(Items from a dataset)

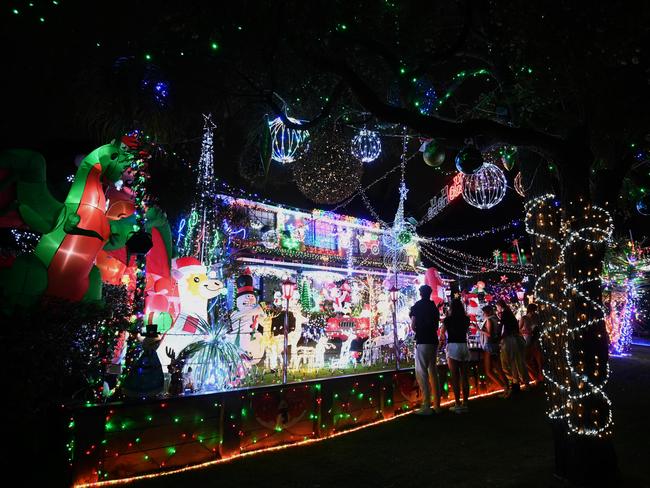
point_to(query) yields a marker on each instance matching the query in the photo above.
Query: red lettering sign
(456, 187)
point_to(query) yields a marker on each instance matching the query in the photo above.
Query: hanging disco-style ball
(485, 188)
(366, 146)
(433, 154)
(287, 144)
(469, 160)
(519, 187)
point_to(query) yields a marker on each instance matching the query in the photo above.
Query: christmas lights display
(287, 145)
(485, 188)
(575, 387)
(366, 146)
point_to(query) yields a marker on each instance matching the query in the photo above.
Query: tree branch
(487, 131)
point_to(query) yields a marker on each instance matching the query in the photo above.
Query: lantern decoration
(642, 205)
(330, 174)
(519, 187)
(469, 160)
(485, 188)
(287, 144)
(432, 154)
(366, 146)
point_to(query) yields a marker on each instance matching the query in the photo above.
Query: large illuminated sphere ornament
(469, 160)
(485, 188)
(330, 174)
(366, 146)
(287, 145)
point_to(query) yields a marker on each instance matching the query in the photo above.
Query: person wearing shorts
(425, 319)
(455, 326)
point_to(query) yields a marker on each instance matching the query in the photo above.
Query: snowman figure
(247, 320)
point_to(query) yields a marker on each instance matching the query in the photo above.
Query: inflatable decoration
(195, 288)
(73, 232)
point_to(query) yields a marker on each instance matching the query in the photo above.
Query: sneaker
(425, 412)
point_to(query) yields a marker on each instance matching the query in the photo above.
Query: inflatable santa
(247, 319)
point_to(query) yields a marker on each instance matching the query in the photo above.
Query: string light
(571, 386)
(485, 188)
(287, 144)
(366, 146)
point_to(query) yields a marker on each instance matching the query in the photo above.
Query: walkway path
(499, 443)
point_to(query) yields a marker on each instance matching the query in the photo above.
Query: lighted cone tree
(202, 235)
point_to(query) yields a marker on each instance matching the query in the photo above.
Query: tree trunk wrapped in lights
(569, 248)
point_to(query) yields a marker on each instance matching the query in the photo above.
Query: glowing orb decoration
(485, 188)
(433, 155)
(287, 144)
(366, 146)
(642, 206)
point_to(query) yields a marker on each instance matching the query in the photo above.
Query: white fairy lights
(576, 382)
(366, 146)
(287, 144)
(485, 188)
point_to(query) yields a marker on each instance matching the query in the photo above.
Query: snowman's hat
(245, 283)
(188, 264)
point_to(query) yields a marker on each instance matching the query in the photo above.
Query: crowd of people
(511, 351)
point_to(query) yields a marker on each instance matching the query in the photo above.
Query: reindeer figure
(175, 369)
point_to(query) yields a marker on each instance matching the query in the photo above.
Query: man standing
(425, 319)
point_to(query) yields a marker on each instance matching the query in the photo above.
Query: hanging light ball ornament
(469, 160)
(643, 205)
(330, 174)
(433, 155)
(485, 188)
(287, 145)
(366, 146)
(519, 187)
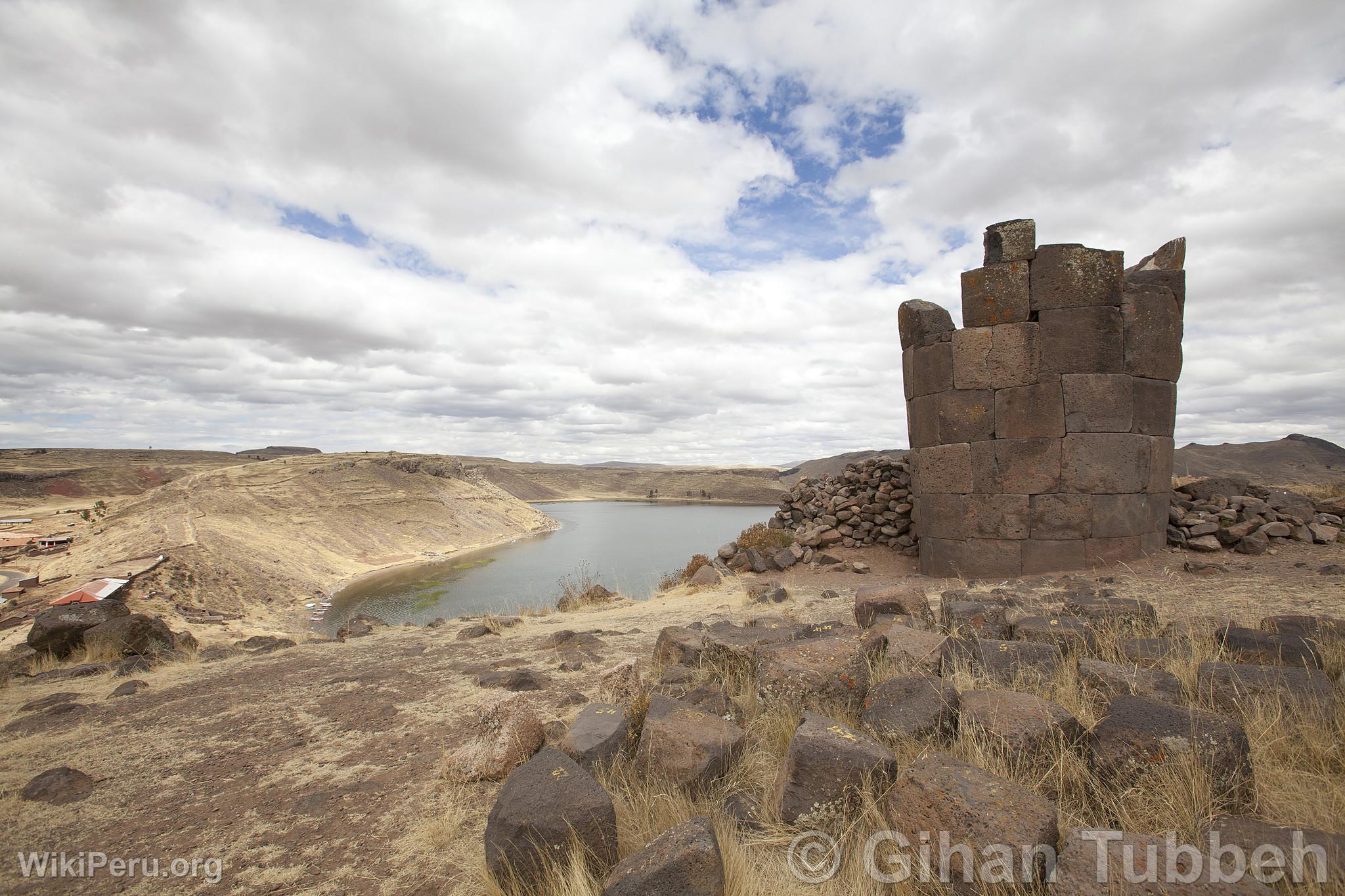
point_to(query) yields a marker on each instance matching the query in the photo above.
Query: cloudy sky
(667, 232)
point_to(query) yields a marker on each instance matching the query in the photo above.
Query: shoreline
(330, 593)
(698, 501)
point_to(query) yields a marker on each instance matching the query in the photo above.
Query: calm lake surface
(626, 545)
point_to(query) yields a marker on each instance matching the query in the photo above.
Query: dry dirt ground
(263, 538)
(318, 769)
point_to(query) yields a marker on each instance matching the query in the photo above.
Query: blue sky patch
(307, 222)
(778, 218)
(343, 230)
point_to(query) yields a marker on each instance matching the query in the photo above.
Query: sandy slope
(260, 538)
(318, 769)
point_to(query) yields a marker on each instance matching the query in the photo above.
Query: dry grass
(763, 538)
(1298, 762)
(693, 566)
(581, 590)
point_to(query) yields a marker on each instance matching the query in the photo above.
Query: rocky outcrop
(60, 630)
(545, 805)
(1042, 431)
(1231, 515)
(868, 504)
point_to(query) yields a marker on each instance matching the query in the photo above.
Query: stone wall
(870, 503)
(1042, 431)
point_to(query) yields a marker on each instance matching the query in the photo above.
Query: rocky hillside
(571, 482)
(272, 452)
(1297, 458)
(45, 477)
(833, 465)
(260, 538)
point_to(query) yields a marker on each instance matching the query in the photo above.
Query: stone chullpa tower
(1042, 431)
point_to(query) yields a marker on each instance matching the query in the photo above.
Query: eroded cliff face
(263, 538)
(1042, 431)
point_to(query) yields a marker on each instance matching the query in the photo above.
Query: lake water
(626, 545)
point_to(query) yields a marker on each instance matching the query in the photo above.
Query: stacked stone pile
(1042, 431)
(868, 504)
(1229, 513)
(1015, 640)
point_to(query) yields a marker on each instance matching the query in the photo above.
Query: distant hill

● **Exercise objective**: Starting at the line that holds "Query: rocky hillside", retype each line exactly through the end of the entries, both ends included.

● **Exercise answer**:
Query: rocky hillside
(571, 482)
(272, 452)
(1297, 458)
(45, 477)
(833, 465)
(260, 538)
point_to(query) yields a marker on each instance matching the query in the photo above.
Query: stone chullpa tower
(1042, 431)
point_to(query) yields a marker on each instance matching the query in the photo above.
Query: eroded cliff face
(263, 538)
(1042, 431)
point_to(query) yields a marker on each instance matching the query in the photo above.
Query: lake water
(626, 545)
point_to(query) yields a marker on each instance matching the query in the photo above.
Query: stacked stone pile
(1042, 431)
(868, 504)
(1229, 513)
(1015, 640)
point_to(query) yields a marker on each instance matching the query in the photo above.
Query: distant hill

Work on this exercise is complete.